WORK TO DO:
A – Translate this sentence from the Mark Klempner text into Spanish: "Mark worked at the Bodhi Tree Bookstore in Los Angeles and taught guitar to private clients."
B – Revise the Mark Klempner text starting with "Mark began performing" and going on through "of Jamie Michaels.", replacing "coffee houses" with "cafés".

EXCERPT PROVIDED:

====

Mark Klempner (July 11, 1956 – March 3, 2019) was a folklorist, oral historian and social commentator.

Early life
Klempner grew up in New York City, and attended Cornell University, graduating Phi Beta Kappa in 1997, and winning a J. William Fulbright Fellowship. In 2000, he received an M.A. in folklore from the University of North Carolina at Chapel Hill.

Later in life, he moved to Costa Rica and taught English writing in Blue Valley school.

Music
Mark worked at the Bodhi Tree Bookstore in Los Angeles and taught guitar to private clients.

Mark began performing at local coffee houses and quickly gained a following, especially from people he knew from the Bodhi Tree.

In 1985, he released his first music on tape called « Secrets of the heart » the title song was written as a mini-biography mentioning his cat, Krishna, and her two kittens, Pablo and Gertrude (who were given as a gift to one of his guitar students as a graduation gift).
Around this time, he began performing under the stage name of Jamie Michaels.

====

SUPPLIED INFORMATION:
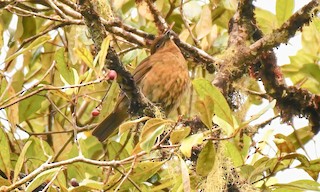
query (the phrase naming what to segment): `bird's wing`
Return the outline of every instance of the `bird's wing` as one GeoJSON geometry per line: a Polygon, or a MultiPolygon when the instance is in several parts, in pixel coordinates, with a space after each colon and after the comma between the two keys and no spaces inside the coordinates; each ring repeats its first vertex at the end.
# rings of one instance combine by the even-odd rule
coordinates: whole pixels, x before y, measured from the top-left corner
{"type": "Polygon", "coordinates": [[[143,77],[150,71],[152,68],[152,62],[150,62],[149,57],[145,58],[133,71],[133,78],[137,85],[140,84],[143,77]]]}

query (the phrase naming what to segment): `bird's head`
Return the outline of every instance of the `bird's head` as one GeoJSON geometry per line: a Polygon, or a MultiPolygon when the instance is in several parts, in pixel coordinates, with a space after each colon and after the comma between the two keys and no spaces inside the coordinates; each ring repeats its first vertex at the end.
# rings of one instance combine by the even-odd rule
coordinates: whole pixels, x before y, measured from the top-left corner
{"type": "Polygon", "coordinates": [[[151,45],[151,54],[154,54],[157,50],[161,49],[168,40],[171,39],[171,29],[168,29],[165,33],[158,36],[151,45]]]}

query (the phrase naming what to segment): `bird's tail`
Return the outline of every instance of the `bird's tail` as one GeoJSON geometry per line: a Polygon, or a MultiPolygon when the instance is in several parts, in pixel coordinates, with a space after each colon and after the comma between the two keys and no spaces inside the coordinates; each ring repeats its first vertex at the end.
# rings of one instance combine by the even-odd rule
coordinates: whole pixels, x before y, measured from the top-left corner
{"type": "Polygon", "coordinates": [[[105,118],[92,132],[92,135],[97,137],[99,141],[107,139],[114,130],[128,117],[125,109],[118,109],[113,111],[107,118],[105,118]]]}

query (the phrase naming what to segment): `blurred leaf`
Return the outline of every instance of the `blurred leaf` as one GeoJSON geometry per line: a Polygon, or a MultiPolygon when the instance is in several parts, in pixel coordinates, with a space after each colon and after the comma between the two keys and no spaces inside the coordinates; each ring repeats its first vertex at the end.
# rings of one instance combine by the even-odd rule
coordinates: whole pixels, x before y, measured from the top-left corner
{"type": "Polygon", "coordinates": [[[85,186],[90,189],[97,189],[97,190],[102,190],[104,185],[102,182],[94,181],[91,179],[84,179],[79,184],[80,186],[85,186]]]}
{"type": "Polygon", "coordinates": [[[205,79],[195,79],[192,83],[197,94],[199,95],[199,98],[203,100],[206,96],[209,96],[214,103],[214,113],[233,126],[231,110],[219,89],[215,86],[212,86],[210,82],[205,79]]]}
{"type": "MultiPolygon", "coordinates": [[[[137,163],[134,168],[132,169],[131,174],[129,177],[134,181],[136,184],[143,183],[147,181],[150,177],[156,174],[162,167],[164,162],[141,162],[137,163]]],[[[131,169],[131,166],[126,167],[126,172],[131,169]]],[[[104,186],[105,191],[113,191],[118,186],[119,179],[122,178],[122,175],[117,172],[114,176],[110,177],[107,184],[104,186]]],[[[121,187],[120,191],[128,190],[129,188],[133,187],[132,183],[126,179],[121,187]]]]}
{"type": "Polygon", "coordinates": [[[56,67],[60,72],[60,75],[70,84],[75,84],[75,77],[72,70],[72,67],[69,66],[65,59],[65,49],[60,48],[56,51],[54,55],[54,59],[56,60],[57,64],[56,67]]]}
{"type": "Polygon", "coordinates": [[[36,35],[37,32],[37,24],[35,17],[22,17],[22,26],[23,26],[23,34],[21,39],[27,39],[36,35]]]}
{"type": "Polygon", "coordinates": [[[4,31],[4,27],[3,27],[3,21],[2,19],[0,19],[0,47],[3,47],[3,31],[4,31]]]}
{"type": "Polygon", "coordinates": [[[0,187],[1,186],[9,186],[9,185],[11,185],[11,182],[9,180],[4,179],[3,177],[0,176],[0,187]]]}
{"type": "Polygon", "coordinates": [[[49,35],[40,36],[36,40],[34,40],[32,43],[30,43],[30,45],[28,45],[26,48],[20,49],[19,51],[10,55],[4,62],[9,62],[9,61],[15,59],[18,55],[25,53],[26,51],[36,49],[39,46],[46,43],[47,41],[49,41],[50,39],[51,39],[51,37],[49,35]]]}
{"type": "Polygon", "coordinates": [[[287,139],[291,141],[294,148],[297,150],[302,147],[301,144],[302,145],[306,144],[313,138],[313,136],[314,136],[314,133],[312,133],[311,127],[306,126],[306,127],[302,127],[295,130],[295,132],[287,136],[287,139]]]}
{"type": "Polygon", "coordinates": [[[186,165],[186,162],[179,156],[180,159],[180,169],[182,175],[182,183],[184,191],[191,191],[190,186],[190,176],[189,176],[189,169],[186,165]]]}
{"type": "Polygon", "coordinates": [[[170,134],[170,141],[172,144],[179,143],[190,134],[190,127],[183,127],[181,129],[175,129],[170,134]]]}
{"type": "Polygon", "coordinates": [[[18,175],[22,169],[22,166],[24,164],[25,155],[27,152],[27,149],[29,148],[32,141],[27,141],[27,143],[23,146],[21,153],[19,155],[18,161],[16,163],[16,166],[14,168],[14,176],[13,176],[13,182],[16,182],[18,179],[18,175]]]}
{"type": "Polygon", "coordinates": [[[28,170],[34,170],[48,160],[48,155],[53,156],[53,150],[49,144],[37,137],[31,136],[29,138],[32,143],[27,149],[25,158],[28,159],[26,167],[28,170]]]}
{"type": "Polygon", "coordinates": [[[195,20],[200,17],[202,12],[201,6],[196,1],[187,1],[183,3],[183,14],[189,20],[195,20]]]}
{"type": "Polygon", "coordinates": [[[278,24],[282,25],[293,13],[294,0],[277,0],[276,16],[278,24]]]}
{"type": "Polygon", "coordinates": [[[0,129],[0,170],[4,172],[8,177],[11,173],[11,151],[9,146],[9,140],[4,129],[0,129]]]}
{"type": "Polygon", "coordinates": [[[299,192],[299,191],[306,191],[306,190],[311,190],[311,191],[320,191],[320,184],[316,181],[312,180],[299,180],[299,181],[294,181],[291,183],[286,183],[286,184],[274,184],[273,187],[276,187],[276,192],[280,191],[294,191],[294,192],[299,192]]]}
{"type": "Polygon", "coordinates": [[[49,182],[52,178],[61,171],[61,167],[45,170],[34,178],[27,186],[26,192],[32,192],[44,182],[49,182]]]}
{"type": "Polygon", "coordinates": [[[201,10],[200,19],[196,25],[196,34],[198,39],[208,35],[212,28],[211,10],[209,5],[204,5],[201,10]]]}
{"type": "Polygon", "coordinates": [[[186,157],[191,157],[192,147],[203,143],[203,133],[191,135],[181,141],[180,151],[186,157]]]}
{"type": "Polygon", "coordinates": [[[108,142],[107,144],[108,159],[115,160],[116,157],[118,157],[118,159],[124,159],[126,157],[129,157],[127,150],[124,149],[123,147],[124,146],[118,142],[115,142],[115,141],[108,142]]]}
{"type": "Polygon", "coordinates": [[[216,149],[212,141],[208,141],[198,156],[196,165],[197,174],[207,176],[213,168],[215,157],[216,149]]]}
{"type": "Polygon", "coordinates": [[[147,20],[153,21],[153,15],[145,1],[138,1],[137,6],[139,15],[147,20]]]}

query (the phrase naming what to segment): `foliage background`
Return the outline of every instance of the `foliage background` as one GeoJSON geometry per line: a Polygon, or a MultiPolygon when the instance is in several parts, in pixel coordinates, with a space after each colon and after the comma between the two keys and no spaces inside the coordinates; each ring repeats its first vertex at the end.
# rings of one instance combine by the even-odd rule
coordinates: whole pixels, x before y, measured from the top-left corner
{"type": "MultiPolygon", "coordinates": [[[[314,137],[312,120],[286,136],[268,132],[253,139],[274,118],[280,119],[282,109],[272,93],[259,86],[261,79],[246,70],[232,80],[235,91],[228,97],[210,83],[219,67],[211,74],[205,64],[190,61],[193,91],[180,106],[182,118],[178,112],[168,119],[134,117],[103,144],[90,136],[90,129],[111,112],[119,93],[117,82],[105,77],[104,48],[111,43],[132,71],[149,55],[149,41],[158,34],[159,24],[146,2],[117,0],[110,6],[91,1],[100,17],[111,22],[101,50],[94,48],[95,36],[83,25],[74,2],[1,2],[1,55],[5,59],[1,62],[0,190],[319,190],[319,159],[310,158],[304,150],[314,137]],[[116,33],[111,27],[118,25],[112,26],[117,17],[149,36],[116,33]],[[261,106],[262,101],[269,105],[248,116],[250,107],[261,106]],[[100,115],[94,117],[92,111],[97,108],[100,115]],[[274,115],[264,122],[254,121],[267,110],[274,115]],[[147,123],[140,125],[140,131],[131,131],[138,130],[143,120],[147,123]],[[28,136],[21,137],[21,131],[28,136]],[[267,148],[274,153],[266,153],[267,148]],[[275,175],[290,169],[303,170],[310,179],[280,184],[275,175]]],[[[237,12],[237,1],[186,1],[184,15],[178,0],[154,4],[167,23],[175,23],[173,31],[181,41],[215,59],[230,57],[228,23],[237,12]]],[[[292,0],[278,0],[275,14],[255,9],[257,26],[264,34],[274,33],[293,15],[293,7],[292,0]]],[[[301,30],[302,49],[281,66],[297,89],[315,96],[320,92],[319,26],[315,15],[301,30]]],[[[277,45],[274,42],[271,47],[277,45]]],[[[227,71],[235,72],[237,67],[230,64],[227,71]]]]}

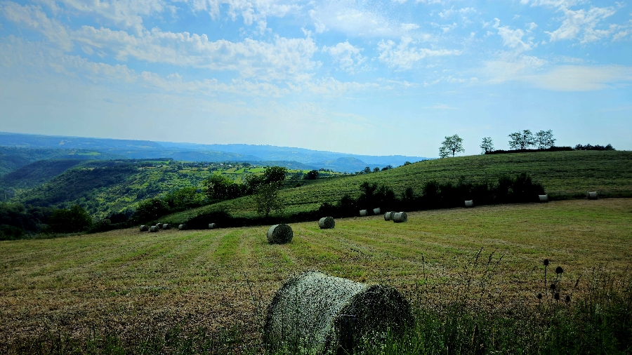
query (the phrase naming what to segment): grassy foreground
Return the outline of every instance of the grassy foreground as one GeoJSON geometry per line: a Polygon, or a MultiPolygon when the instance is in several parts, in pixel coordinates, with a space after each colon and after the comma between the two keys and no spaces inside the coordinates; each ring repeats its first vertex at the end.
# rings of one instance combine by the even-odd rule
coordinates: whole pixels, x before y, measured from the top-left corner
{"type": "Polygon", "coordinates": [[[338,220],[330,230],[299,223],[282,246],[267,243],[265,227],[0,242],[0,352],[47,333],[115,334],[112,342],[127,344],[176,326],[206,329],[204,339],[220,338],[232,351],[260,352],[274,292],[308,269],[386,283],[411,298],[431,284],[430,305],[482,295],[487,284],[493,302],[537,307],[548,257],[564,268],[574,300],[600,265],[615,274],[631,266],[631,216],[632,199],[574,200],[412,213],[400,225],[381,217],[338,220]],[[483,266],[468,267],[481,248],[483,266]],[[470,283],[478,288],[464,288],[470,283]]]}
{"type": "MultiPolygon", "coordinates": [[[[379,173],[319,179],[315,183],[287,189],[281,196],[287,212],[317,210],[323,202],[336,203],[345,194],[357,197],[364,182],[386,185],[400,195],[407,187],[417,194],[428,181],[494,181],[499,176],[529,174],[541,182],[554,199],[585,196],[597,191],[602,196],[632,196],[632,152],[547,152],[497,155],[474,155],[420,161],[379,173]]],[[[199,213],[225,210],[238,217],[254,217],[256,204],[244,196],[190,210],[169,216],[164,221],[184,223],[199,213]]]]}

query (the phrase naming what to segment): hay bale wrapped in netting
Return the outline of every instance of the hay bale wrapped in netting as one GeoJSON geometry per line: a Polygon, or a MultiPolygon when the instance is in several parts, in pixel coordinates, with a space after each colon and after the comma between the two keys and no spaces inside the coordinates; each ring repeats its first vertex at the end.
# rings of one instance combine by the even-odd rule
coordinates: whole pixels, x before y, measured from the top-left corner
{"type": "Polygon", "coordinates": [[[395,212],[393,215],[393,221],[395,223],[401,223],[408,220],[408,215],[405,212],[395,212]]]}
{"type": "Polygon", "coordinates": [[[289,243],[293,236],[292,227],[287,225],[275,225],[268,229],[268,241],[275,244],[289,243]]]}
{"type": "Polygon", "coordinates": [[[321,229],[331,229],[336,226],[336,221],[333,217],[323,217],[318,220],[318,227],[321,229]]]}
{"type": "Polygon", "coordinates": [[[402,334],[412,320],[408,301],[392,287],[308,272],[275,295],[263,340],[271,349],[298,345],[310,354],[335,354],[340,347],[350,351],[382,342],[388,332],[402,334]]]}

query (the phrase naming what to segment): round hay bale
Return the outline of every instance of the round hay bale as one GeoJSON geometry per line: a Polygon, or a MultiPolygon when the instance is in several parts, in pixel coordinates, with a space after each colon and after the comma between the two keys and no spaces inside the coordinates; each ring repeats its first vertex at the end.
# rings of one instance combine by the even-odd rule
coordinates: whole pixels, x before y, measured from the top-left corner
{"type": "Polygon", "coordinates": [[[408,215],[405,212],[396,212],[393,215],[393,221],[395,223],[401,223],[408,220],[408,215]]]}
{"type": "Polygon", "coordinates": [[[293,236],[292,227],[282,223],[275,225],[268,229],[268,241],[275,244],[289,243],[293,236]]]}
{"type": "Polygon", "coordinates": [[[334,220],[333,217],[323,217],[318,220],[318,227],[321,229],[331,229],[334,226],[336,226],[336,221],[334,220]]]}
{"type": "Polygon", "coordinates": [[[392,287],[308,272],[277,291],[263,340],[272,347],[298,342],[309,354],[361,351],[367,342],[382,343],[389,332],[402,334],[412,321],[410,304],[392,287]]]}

====

SOLUTIONS TO THE EXERCISE:
A – Mark trabajó en la librería Bodhi Tree de Los Ángeles y daba clases de guitarra a clientes particulares.

B –
Mark began performing at local cafés and quickly gained a following, especially from people he knew from the Bodhi Tree.

In 1985, he released his first music on tape called « Secrets of the heart » the title song was written as a mini-biography mentioning his cat, Krishna, and her two kittens, Pablo and Gertrude (who were given as a gift to one of his guitar students as a graduation gift).
Around this time, he began performing under the stage name of Jamie Michaels.